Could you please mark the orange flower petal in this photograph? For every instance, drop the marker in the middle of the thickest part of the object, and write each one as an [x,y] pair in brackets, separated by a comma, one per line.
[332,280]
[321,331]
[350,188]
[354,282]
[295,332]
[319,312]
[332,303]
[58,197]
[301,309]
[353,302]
# # #
Your task
Set the listing above down once more in full, exactly as it is.

Exercise answer
Could you please mark the orange flower petal in this photograph? For every instance, drop the marker in the middle of the thickest part of the object, and write each one as an [x,y] pair in brackets, separated by a comma, one per line.
[332,280]
[321,331]
[350,188]
[354,282]
[295,332]
[319,312]
[332,303]
[58,197]
[301,309]
[353,302]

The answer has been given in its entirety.